Problem requirements - Images are not part of the copy; write out the rest of the data exactly as given.

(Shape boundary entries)

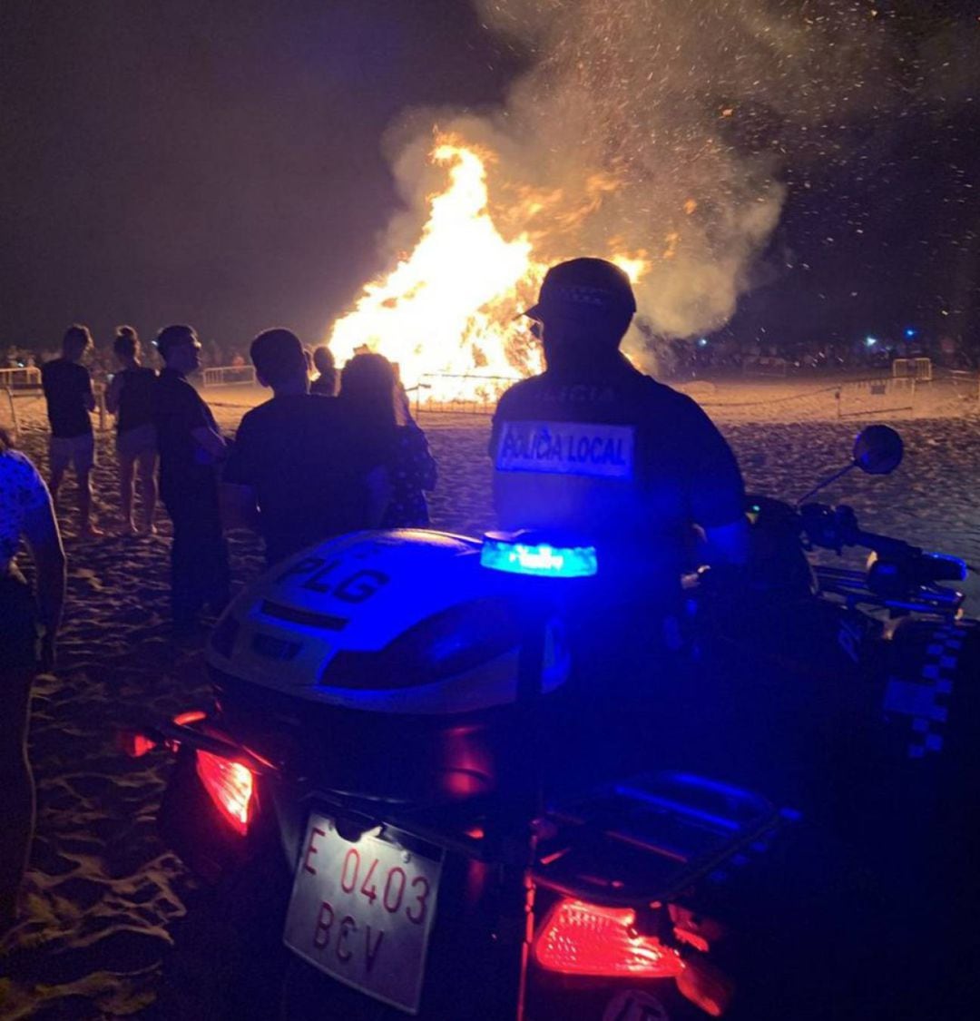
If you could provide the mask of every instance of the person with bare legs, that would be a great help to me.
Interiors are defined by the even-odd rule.
[[[89,328],[70,326],[61,340],[61,357],[41,369],[51,424],[51,495],[57,505],[65,469],[72,465],[79,486],[79,531],[84,536],[102,534],[92,522],[95,434],[89,415],[95,410],[95,394],[92,377],[82,364],[82,357],[91,347]]]
[[[17,570],[21,538],[34,558],[36,592]],[[34,835],[27,746],[31,684],[40,670],[54,666],[64,582],[64,550],[47,486],[0,430],[0,937],[16,919]]]
[[[122,368],[105,393],[105,406],[115,416],[115,450],[119,458],[119,503],[122,525],[132,535],[156,531],[156,426],[153,399],[156,373],[140,363],[140,338],[131,326],[116,331],[112,350]],[[139,478],[143,503],[140,526],[133,518],[133,483]]]

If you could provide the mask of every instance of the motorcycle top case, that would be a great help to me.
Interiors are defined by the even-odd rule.
[[[223,726],[263,753],[285,742],[352,793],[491,789],[523,631],[512,579],[482,568],[480,550],[440,532],[359,532],[277,565],[212,633]],[[565,686],[570,662],[555,617],[546,696]]]

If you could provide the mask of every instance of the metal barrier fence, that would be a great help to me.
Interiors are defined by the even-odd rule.
[[[520,376],[426,373],[408,392],[412,395],[416,415],[423,410],[493,415],[500,394],[520,380]]]
[[[914,379],[920,383],[932,381],[932,358],[895,358],[891,363],[894,379]]]
[[[898,376],[891,379],[853,380],[842,383],[835,394],[837,418],[853,419],[862,415],[915,411],[918,382],[915,376]]]
[[[41,386],[41,370],[36,366],[23,369],[0,369],[0,387],[12,389],[28,386]]]
[[[202,386],[235,386],[255,382],[254,366],[214,366],[204,370]]]
[[[742,362],[744,376],[786,376],[788,373],[789,362],[785,358],[762,355]]]

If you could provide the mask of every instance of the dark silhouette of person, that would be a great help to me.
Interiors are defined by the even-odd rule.
[[[337,393],[337,369],[334,352],[324,344],[313,348],[313,368],[316,379],[309,385],[309,392],[317,397],[333,397]]]
[[[17,569],[21,539],[34,561],[35,590]],[[54,667],[64,584],[64,550],[48,488],[0,430],[0,935],[15,919],[34,834],[31,684],[40,670]]]
[[[92,469],[95,466],[95,434],[89,414],[95,410],[92,376],[82,357],[92,347],[87,326],[68,327],[61,340],[61,356],[41,368],[41,382],[51,424],[51,495],[55,505],[65,469],[75,467],[78,482],[79,527],[82,535],[102,532],[92,522]]]
[[[289,330],[260,333],[255,374],[273,398],[243,417],[223,474],[229,527],[256,528],[276,564],[315,542],[377,528],[388,502],[387,445],[340,402],[309,393],[302,344]]]
[[[140,338],[131,326],[116,331],[112,350],[122,368],[109,383],[105,406],[115,416],[115,451],[119,458],[119,503],[122,523],[131,534],[156,531],[156,426],[153,400],[156,373],[140,363]],[[143,516],[140,528],[133,520],[133,481],[139,473]]]
[[[603,259],[552,266],[526,315],[546,369],[500,398],[494,506],[504,528],[589,537],[624,596],[679,594],[692,526],[713,560],[747,552],[742,476],[688,396],[635,369],[620,344],[636,311],[629,277]]]
[[[175,627],[193,627],[205,603],[219,612],[230,594],[228,546],[218,504],[218,468],[227,444],[210,408],[187,381],[200,368],[201,345],[189,326],[156,338],[163,358],[153,419],[160,454],[160,498],[174,523],[170,612]]]
[[[438,466],[411,418],[395,367],[381,354],[355,354],[341,373],[339,401],[360,430],[385,438],[391,498],[383,527],[428,528],[425,490],[435,489]]]

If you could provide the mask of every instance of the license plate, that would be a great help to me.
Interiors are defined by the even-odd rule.
[[[286,915],[286,945],[333,978],[419,1011],[442,861],[313,813]]]

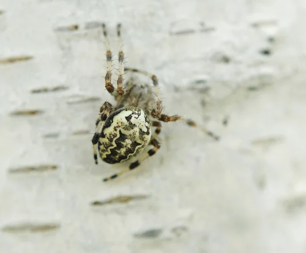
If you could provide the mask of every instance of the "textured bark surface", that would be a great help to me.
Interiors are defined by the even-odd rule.
[[[305,12],[304,0],[2,0],[0,251],[305,252]],[[156,74],[164,113],[219,142],[164,123],[156,155],[101,182],[129,165],[93,159],[113,102],[101,21],[114,67],[121,22],[125,65]]]

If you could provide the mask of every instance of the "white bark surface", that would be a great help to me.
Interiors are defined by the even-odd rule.
[[[0,10],[0,252],[306,252],[304,0],[1,0]],[[121,22],[126,65],[158,77],[164,112],[219,142],[165,123],[156,155],[101,182],[128,166],[92,157],[99,107],[113,102],[100,30],[85,29],[101,21],[114,68]],[[33,58],[6,62],[21,56]],[[42,112],[12,115],[30,109]],[[16,171],[44,165],[57,167]]]

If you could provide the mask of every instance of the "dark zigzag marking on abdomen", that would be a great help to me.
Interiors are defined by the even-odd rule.
[[[124,146],[124,143],[125,140],[128,139],[128,135],[123,134],[121,130],[119,131],[119,136],[115,141],[116,146],[109,150],[111,153],[106,155],[106,157],[103,159],[103,161],[108,163],[113,164],[114,163],[120,163],[121,161],[128,159],[129,155],[134,154],[138,146],[141,145],[137,141],[132,142],[129,147],[126,147],[124,155],[119,154],[120,150],[122,149]]]

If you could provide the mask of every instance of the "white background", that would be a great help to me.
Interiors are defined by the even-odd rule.
[[[306,252],[304,1],[1,0],[0,10],[0,60],[33,57],[0,61],[1,252]],[[165,123],[155,156],[101,182],[128,166],[92,158],[99,107],[113,102],[100,30],[85,29],[101,21],[114,67],[121,22],[126,65],[158,76],[164,112],[220,141]],[[43,112],[11,115],[28,109]],[[58,167],[12,172],[44,164]]]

Solution to this exercise -
If you could provide the mask of every instance of the person with bare legs, that would be a great help to me.
Interiors are defined by the even-odd rule.
[[[89,328],[70,326],[61,340],[61,357],[41,369],[51,424],[51,495],[57,505],[65,469],[72,465],[79,486],[79,531],[84,536],[102,534],[92,522],[95,434],[89,415],[95,410],[95,394],[92,377],[82,364],[82,357],[91,347]]]
[[[17,570],[21,538],[34,558],[36,592]],[[34,835],[27,746],[31,684],[40,670],[54,666],[64,582],[64,550],[47,486],[0,430],[0,937],[16,919]]]
[[[122,368],[105,393],[105,406],[115,416],[115,450],[119,458],[119,503],[122,525],[132,535],[156,531],[156,426],[153,399],[156,373],[140,363],[140,338],[131,326],[116,331],[112,350]],[[139,478],[143,503],[140,526],[133,518],[133,483]]]

If you could provide the mask of every instance of the motorcycle top case, that would be a great help to me.
Interiors are defined by the even-odd rule.
[[[223,726],[263,753],[285,742],[352,793],[491,789],[523,631],[512,579],[482,568],[480,550],[440,532],[359,532],[277,565],[212,633]],[[565,686],[570,662],[555,617],[546,696]]]

If you could provide the mask of every instance of the metal barrier fence, that would be a great help to me.
Interiors are defined by the even-odd rule.
[[[520,376],[426,373],[408,392],[412,395],[416,415],[423,410],[493,415],[500,394],[520,380]]]
[[[914,379],[920,383],[932,381],[932,358],[895,358],[891,363],[894,379]]]
[[[898,376],[891,379],[853,380],[842,383],[835,394],[837,418],[853,419],[862,415],[915,411],[918,382],[915,376]]]
[[[41,386],[41,370],[36,366],[23,369],[0,369],[0,387],[12,389],[28,386]]]
[[[202,386],[235,386],[255,382],[254,366],[214,366],[204,370]]]
[[[742,362],[744,376],[786,376],[788,373],[789,362],[785,358],[762,355]]]

If you could provide the mask of every instance of the dark silhouette of person, that would be a great help to me.
Interiors are defined by the even-odd rule.
[[[337,393],[337,369],[334,352],[324,344],[313,348],[313,368],[316,379],[309,385],[309,392],[317,397],[333,397]]]
[[[17,569],[21,539],[34,561],[35,590]],[[54,667],[64,584],[64,550],[48,488],[0,430],[0,935],[15,919],[34,834],[31,684],[40,670]]]
[[[92,469],[95,466],[95,434],[89,414],[95,410],[92,376],[82,357],[92,347],[87,326],[68,327],[61,340],[61,356],[41,368],[41,382],[51,424],[51,495],[55,505],[65,469],[75,467],[78,482],[79,527],[82,535],[102,532],[92,522]]]
[[[289,330],[260,333],[255,374],[273,398],[243,417],[223,474],[229,527],[256,528],[276,564],[315,542],[377,528],[388,502],[387,445],[340,402],[309,393],[302,344]]]
[[[140,338],[131,326],[116,331],[112,350],[122,368],[109,383],[105,406],[115,416],[115,451],[119,458],[119,503],[122,523],[131,534],[156,531],[156,426],[153,400],[156,373],[140,363]],[[143,516],[140,528],[133,520],[133,481],[139,473]]]
[[[603,259],[552,266],[526,315],[546,369],[500,398],[494,506],[504,528],[589,537],[624,596],[679,594],[692,526],[713,560],[747,552],[742,476],[688,396],[635,369],[620,344],[636,311],[629,277]]]
[[[175,627],[193,627],[205,603],[219,612],[230,594],[228,546],[218,504],[218,468],[227,444],[210,408],[187,381],[200,368],[201,345],[189,326],[156,338],[163,358],[153,419],[160,454],[160,498],[174,523],[170,612]]]
[[[438,466],[411,418],[395,367],[381,354],[355,354],[341,373],[339,401],[360,430],[385,438],[391,498],[383,527],[428,528],[425,490],[435,489]]]

If you could provide the mask of every instance of the license plate, that would be a great help to me.
Interiors are defined by the even-odd rule.
[[[286,915],[286,945],[333,978],[419,1011],[442,861],[313,813]]]

If you could provide the mask of every instance of the "textured bark surface", that would be a great help to me.
Interiors are defined by the even-odd rule.
[[[305,12],[304,0],[2,0],[0,251],[305,252]],[[156,74],[164,113],[219,142],[164,123],[156,155],[101,182],[129,165],[93,159],[113,102],[101,21],[114,67],[121,22],[125,65]]]

If you could provide the mask of every instance of the "white bark surface", that would be a great help to me.
Interiors are defined by the even-odd rule.
[[[0,10],[0,252],[306,252],[304,0],[1,0]],[[121,22],[126,65],[158,77],[164,112],[219,142],[165,123],[156,155],[101,182],[128,166],[92,157],[99,107],[113,102],[100,30],[85,29],[101,21],[114,68]],[[33,58],[6,62],[21,56]],[[42,112],[12,115],[30,109]],[[16,171],[44,165],[57,167]]]

If you could provide the mask of every instance of the "dark zigzag marking on abdomen", that would be a great help to me.
Interiors are defined by the even-odd rule.
[[[124,146],[124,143],[125,140],[128,139],[128,135],[123,134],[121,130],[119,131],[119,136],[115,141],[116,146],[109,150],[111,153],[106,155],[106,157],[103,159],[103,161],[108,163],[113,164],[114,163],[120,163],[121,161],[128,159],[129,155],[134,154],[138,146],[141,145],[137,141],[132,142],[129,147],[126,147],[124,155],[119,154],[120,150],[122,149]]]

If you could provide the mask of every instance of the "white background", that would be a great help to me.
Interiors are defined by the even-odd rule.
[[[306,252],[304,1],[1,0],[0,10],[0,60],[33,57],[0,61],[1,252]],[[165,123],[155,156],[101,182],[128,166],[92,158],[99,107],[113,102],[100,30],[85,29],[101,21],[114,67],[121,22],[126,65],[158,76],[164,112],[220,141]],[[43,112],[11,115],[28,109]],[[58,167],[12,172],[44,164]]]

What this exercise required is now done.